About this task>
From the passage on the Climate Overshoot Commission, extract the wording word for word from "Edward A. (Ted)" up to and including "Summit, 20 Sept.".
*** Selected passage ***
A dozen global leaders weigh in on the risk of exceeding the Paris temperature targets and what it means for climate response.

Click the image to read the full report on the Climate Overshoot website.

Legal Planet, by Ted Parson, September 18, 2023

Edward A. (Ted) Parson is Dan and Rae Emmett Professor of Environmental Law and Faculty Co-Director of the Emmett Institute on Climate Change and the Environment at the University of California, Los Angeles.

The Climate Overshoot Commission recently completed its work, releasing its report at the United Nations last Thursday, September 14. This report comes in conjunction with the U.N. General Assembly and a collection of high-level climate and environment events, including the Sustainable Development Goals Summit, 18-19 Sept, and the Climate Ambition Summit, 20 Sept.

The Climate Overshoot Commission is a senior independent international body, consisting of twelve distinguished individuals from around the world, including former heads of government, national ministers, and leaders of major environment, development, and civil society organizations. Chaired by Pascal Lamy, former Director-General of the World Trade Organization, it was convened by the Paris Peace Forum. The UCLA Emmett Institute contributed to the establishment and work of the Commission in several ways. Two former Emmett Institute law fellows served on the Secretariat. UCLA law students provided research and analytic support to the Secretariat in the International Climate Law and Policy Clinic. I served as a senior advisor to the Secretariat. In this and a few subsequent posts, I’ll present highlights of the Commission’s contributions, with some commentary — my own views, of course, not those of the Commission, which has very cogently spoken for itself.
*** End of Selected passage ***
*** Information given ***
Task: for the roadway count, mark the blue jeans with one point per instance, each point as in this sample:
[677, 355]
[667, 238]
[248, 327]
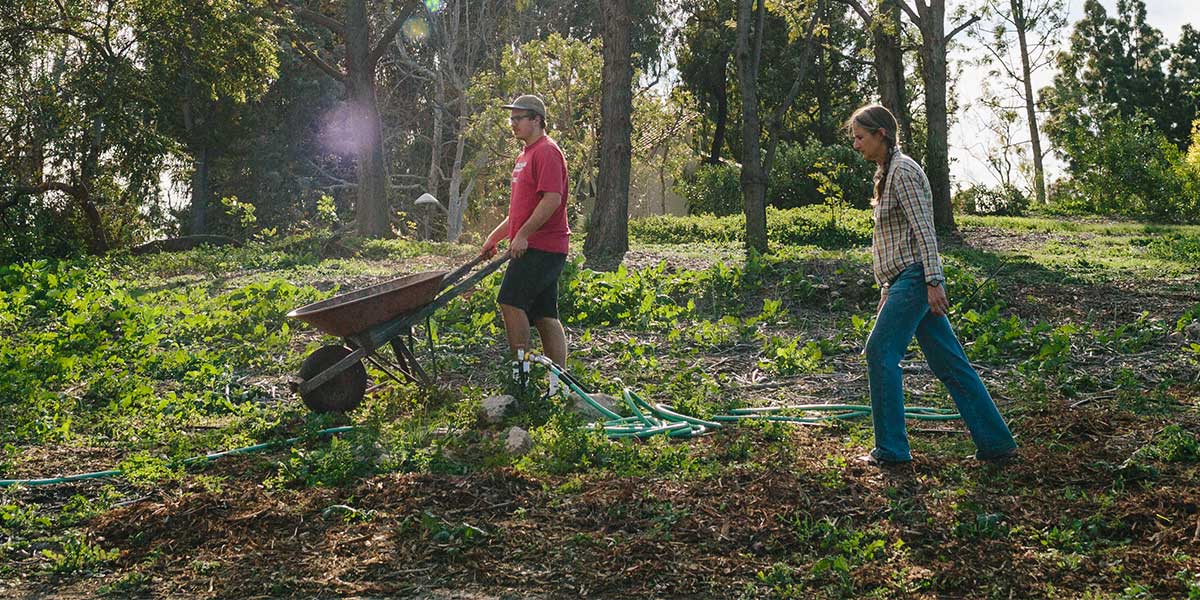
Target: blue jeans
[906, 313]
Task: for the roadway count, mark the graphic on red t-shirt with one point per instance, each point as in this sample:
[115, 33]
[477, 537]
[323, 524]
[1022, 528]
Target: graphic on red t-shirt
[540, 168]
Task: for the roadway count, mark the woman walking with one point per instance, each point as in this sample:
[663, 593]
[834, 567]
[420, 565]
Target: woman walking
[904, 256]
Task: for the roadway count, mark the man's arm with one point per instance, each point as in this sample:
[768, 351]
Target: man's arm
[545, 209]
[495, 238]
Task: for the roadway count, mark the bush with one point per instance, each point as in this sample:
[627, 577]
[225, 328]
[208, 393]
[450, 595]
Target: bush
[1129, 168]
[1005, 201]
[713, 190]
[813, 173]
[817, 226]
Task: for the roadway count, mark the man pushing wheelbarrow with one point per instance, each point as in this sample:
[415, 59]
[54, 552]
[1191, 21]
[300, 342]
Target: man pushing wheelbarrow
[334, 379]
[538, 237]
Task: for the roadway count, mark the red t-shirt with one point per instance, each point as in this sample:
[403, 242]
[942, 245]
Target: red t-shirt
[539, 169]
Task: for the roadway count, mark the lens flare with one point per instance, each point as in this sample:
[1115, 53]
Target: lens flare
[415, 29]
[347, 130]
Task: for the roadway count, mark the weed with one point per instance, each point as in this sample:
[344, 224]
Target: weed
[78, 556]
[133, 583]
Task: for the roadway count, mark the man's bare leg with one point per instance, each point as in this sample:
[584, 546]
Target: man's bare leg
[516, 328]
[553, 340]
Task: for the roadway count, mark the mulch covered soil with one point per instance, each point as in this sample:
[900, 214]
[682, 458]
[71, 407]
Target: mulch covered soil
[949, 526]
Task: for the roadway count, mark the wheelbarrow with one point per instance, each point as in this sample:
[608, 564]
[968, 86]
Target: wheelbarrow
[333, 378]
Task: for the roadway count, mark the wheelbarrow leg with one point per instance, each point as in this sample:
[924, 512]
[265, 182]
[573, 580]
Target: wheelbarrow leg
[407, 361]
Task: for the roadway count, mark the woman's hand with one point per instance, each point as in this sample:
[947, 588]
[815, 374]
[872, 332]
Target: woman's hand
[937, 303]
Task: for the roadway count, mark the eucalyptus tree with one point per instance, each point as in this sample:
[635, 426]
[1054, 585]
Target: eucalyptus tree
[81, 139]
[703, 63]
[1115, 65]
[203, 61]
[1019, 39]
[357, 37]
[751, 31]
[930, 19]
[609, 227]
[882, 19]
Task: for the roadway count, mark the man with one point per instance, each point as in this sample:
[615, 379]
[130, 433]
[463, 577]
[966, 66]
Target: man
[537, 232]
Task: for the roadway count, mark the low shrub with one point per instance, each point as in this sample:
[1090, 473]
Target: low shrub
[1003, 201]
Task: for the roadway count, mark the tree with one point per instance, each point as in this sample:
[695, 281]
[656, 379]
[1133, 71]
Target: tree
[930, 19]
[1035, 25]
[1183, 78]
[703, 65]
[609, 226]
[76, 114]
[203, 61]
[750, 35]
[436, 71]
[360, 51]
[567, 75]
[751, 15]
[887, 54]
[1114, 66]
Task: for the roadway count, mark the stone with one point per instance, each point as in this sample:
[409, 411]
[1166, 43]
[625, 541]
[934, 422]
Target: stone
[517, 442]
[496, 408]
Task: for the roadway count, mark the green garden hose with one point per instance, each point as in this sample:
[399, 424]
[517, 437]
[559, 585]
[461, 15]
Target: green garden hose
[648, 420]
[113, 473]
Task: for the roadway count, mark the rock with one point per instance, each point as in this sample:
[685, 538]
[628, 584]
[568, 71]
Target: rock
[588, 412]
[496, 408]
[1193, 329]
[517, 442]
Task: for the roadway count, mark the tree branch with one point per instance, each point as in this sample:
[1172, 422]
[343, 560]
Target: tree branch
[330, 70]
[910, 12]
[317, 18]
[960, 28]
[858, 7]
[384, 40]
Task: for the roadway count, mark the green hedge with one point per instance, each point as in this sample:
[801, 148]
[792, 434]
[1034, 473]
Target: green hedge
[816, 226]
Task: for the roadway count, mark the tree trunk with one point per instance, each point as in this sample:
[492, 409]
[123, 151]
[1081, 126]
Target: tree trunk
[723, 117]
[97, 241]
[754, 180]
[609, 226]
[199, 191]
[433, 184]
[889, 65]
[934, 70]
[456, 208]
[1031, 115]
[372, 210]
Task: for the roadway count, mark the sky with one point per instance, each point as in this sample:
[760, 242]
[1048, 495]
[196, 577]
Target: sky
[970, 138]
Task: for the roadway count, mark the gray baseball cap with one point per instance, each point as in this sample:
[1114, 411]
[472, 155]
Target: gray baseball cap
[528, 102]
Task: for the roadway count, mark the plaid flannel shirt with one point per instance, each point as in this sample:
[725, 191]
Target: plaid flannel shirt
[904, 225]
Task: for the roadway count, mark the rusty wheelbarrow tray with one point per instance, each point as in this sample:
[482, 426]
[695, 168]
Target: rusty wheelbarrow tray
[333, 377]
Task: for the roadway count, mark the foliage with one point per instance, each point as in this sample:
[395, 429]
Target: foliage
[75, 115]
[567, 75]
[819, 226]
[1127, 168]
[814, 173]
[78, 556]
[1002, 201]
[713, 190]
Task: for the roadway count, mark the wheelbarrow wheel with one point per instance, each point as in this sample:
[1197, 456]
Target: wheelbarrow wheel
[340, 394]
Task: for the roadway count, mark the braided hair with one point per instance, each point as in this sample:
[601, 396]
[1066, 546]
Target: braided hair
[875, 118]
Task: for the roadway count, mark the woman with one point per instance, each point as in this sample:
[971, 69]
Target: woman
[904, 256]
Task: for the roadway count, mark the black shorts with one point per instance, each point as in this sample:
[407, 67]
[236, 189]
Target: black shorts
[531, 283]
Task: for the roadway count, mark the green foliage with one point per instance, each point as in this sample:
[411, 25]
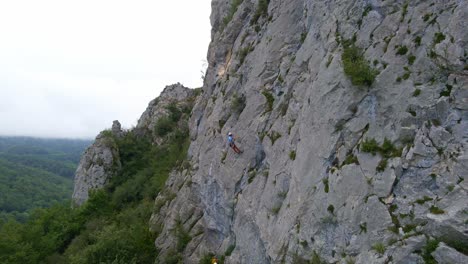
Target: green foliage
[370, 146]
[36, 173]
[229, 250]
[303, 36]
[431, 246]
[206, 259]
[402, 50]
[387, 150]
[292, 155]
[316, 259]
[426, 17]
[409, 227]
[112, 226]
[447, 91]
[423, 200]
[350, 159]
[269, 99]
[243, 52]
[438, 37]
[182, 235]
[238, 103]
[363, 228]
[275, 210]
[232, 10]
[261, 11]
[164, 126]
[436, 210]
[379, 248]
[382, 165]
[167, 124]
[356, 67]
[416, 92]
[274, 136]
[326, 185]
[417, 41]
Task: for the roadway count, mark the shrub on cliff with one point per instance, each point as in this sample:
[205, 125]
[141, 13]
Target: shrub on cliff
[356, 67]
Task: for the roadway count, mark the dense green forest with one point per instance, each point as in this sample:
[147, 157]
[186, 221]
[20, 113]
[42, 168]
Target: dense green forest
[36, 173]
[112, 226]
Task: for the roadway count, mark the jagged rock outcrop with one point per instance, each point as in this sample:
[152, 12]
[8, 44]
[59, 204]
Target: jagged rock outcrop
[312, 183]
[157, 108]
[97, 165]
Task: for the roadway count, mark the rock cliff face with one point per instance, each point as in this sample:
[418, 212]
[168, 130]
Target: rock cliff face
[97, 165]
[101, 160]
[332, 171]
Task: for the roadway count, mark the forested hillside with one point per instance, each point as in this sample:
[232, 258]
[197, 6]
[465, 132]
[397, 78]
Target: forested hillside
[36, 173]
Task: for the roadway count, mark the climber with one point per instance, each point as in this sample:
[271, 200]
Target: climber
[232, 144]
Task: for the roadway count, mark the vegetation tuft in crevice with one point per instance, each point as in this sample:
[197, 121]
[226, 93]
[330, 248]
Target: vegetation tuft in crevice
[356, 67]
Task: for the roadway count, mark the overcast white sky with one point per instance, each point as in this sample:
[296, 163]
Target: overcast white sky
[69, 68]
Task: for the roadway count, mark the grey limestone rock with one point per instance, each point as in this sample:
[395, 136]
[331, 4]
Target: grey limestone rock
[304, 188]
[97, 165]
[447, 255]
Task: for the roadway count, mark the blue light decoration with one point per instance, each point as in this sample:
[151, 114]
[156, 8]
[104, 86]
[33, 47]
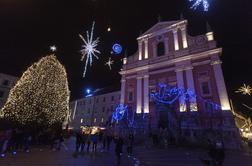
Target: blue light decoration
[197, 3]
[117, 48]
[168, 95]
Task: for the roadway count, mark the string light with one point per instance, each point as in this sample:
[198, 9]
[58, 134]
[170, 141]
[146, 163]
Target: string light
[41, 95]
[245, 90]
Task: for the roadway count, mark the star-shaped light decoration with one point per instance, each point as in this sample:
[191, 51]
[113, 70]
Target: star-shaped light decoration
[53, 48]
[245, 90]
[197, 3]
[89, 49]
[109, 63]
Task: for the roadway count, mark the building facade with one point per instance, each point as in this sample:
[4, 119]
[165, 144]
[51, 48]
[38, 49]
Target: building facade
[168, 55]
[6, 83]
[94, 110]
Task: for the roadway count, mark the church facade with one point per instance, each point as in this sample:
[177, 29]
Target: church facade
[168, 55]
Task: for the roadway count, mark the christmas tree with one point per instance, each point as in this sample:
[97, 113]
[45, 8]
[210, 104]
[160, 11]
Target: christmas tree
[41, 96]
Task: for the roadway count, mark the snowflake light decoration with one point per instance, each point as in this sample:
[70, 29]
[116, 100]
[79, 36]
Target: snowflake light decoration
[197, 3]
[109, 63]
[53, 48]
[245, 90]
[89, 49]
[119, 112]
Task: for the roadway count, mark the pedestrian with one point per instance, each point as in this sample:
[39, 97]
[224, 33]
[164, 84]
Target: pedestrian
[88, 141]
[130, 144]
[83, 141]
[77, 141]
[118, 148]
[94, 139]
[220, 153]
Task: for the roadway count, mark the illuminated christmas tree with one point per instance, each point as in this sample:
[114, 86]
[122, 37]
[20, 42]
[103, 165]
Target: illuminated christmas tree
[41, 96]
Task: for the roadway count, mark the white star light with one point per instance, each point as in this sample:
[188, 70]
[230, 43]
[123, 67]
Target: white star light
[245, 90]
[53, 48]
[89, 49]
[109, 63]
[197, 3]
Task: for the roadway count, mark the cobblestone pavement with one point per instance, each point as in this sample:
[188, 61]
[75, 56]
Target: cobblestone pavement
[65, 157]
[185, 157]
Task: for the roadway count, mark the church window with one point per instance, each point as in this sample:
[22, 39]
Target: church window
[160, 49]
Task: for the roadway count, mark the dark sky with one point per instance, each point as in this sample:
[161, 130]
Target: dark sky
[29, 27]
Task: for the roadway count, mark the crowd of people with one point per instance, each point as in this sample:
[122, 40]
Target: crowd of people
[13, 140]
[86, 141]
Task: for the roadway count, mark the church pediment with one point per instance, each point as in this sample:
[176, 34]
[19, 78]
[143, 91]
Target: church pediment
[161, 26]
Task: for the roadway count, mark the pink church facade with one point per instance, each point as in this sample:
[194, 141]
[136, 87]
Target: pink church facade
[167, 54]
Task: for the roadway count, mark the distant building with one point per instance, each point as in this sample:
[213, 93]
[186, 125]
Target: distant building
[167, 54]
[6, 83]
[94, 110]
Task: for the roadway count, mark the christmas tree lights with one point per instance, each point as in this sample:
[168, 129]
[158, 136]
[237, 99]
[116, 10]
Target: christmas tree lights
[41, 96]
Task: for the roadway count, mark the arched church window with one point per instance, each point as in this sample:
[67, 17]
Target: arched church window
*** End of Information given ***
Task output>
Edward A. (Ted) Parson is Dan and Rae Emmett Professor of Environmental Law and Faculty Co-Director of the Emmett Institute on Climate Change and the Environment at the University of California, Los Angeles.

The Climate Overshoot Commission recently completed its work, releasing its report at the United Nations last Thursday, September 14. This report comes in conjunction with the U.N. General Assembly and a collection of high-level climate and environment events, including the Sustainable Development Goals Summit, 18-19 Sept, and the Climate Ambition Summit, 20 Sept.